*What to do*.
[a] In the text on the Tender Buttons edition, condense the paragraph beginning "What led Perlow into this project" into a bulleted list that keeps its main facts.
[b] Write the next part of the text on the Tender Buttons edition, starting after its final sentence.

───── Text ─────

The Committee on Scholarly Editions of the Modern Language Association (MLA) has authorized this version as the "Approved Edition" of Tender Buttons. What does that mean? The MLA, founded in 1883 with nearly 30,000 members in 100 countries today, promotes and provides a forum for scholarly projects such as corrected editions of modern language works. Their stamp of approval gives credibility to Dr. Perlow, an assistant professor of English at Oklahoma State University where he teaches American literature, poetry and poetics, new media studies, and gay and lesbian literature. The MLA approval also endorses his decision to invite award-winning poet, critic, and scholar Juliana Spahr to comment on Stein's long poem. However, the MLA approval moves this edition squarely into the category of an academic book, a classification that might have both pleased and consternated Stein. Why so? Stein, like Perlow—by the way, he is also a poet—believed that anybody could read and enjoy her work.

The MLA publishes most of its journal articles (PLMA) on topics dealing with the work of deceased writers. As Dr. Spahr points out in her reader-friendly Afterword, Tender Buttons took a lot of jabs from the critics. While Stein had already self-published two works of fiction—Three Lives and The Making of Americans: Being a History of a Family's ProgressTender Buttons was her first invited publication and its arrival marked a battery of derisive criticism still continuing among critics who have skimmed but not studied the work.

HOW STEIN'S CORRECTIONS CROSSED THE ATLANTIC

What led Perlow into this project was learning about the first-edition copy held at the University of Colorado that was marked up in Stein's handwriting. The copy, which belonged to Donald Sutherland, was most likely given to him by Stein when he visited her just as the Americans were liberating France from Nazi Germany in World War II. Perlow is not the first scholar to look at this annotated copy of Tender Buttons, but he was the first to act on it and to thoroughly examine all sources that shed light on Stein's intentions for the text. His sources include the handwritten manuscript, the typescript produced by Alice Toklas, the first edition published by Claire Marie, Stein's handwritten corrections on paper torn out of her manuscript notebook now located in her archive at Yale's Beinecke Library, Stein's corrections in Donald Sutherland's copy of the first edition, and the Library of America edition. He used the latter edition as the contemporary touchstone when decision-making for edits was unclear.

THE ARRAY OF 137 VARIANCES

In Perlow's words, "This edition arbitrates a total of 137 variances in matters of wording, spelling, punctuation, and formatting." More than half of the edits deal with spelling (72) and slightly less than half of the spelling edits (35) concern British versus American conventions. While British spellings of words like "centre" and "colour" have been Americanized, some British spellings (e.g. "authorised") remain in accordance with Stein's manuscript.

───── Record excerpts ─────

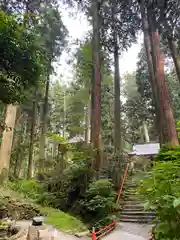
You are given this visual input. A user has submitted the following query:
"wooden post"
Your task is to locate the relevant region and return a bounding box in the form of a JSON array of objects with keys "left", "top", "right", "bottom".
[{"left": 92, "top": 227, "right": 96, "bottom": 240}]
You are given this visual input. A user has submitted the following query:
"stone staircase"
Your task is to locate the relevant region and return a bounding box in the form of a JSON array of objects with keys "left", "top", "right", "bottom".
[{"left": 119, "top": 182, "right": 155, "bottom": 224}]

─────
───── Record excerpts ─────

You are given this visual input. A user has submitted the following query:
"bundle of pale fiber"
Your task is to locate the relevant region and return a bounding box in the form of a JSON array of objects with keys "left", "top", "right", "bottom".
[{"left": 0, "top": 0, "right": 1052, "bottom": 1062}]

─────
───── Record excerpts ─────

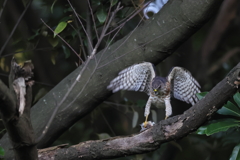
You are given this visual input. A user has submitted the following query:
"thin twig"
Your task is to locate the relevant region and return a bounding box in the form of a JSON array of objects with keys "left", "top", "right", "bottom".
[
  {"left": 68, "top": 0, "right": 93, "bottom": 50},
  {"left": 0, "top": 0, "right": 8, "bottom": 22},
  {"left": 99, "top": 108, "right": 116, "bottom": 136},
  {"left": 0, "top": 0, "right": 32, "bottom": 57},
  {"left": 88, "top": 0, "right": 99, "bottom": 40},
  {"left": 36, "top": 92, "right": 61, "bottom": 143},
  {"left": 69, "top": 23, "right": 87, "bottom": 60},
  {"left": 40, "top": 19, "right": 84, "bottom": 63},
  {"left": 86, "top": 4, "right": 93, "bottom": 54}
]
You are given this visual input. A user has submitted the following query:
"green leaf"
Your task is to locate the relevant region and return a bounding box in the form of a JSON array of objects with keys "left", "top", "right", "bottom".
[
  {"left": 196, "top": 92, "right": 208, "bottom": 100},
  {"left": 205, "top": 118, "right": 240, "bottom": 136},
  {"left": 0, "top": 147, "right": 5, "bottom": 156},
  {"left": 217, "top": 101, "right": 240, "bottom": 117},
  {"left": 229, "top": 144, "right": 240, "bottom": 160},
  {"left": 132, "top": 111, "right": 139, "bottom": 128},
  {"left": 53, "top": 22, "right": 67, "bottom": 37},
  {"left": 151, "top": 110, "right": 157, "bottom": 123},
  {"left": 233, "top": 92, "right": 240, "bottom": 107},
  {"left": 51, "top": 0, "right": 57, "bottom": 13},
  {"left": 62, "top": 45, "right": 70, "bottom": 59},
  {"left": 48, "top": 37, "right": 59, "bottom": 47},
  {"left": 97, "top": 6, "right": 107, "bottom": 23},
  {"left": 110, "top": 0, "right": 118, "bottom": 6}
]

─────

*Responses for each task*.
[a]
- Perlow began the project after learning that the University of Colorado holds a first-edition copy marked up in Stein's handwriting.
- The copy belonged to Donald Sutherland. Stein most likely gave it to him when he visited her as the Americans were liberating France from Nazi Germany in World War II.
- Other scholars had looked at this copy, but Perlow was the first to act on it and to thoroughly examine all sources on Stein's intentions for the text.
- His sources:
  - the handwritten manuscript
  - Alice Toklas's typescript
  - the Claire Marie first edition
  - Stein's handwritten corrections on paper from her manuscript notebook, now at Yale's Beinecke Library
  - Stein's corrections in Sutherland's copy
  - the Library of America edition
- He used the Library of America edition as the contemporary touchstone when a decision on an edit was unclear.

[b]
However, some spelling corrections are linguistically, if not semantically, clarifying—the corrected word fits better with the other words. For example in the subpoem "A Substance in a Cushion.", the word "clear" corrects the first edition use of  "clean" in this sentence: "Supposing you do not like to change, supposing it is very clear that there is no change in appearance, supposing that there is regularity and a costume is that any the worse than an oyster and an exchange." In "Lunch.", the word "beads" corrects the first edition use of "beds" in this sentence: "A real cold hen is nervous is nervous with a towel with a spool with real beads." The word "beads" offers the possibility that the towel contains a spool of noisy beads being shaken at the hen, making the bird nervous. In the 18th stanza of "Rooms" ("Rooms," the third section of Tender Buttons, has no titled subpoems) the word "bead" corrects the first edition use of  "head" in this sentence partially quoted here: "…it showed the whole bead that had a hole and should have a hole it showed the resemblance between silver."

Some spelling amendments add to the mystery of what Stein was presenting. For example, her insistence on an antiquated spelling of the singular "potato" as "potatoe." Also some words are split apart, increasing poetic rhythm, but not enhancing logical word choice (e.g. "excellent" becomes "excel lent" as in "Excel lent not a hull house, not a pea soup, no bill no care, no precise no past pearl pearl goat.").

Only fourteen percent of the variances involved a word or words that required insertion (because the word was missing), deletion, or rearrangement. One of the more interesting examples (because it points to Stein playing with philosophic concepts of being) adds an extra "and is" in this sentence partially quoted here: "…why is it when it is and why is it when it is and is and there is no doubt, there is no doubt that the singularity shows."

Because Stein had pronounced ideas about punctuation, such as not believing in the use of question or exclamation marks and that commas were "servile" and best ignored, the forty edits related to Perlow's "addition or removal of hyphens, commas, periods, umlauts, and in one case, quotation marks" achieve a higher level of interest for those who know Stein's writing habits. From "A Little Called Pauline." consider this sentence where a comma was inserted after "leading"—"Bidding a wedding, widening received treading, little leading, mention nothing." The comma makes a strong case that "leading" is an active verb like "bidding," widening," "treading" versus a present participle acting as an adjective to "mention," which could be a noun without the comma.

APPROACHING THE SUI GENERIS BUTTONS

Ever since publication of Stein's one-of-kind Tender Buttons—and even for Stein, this work is sui generis—the amount of effort to read a Modernist work, including work of those writers taking inspiration from Stein and her contemporaries like Ezra Pound, James Joyce, and Virginia Wolf, increased exponentially. Will Tender Buttons: The Corrected Centennial Edition attract a new group of casual readers? Perhaps. Best bet for a novice though would be to read this book slowly with a study group.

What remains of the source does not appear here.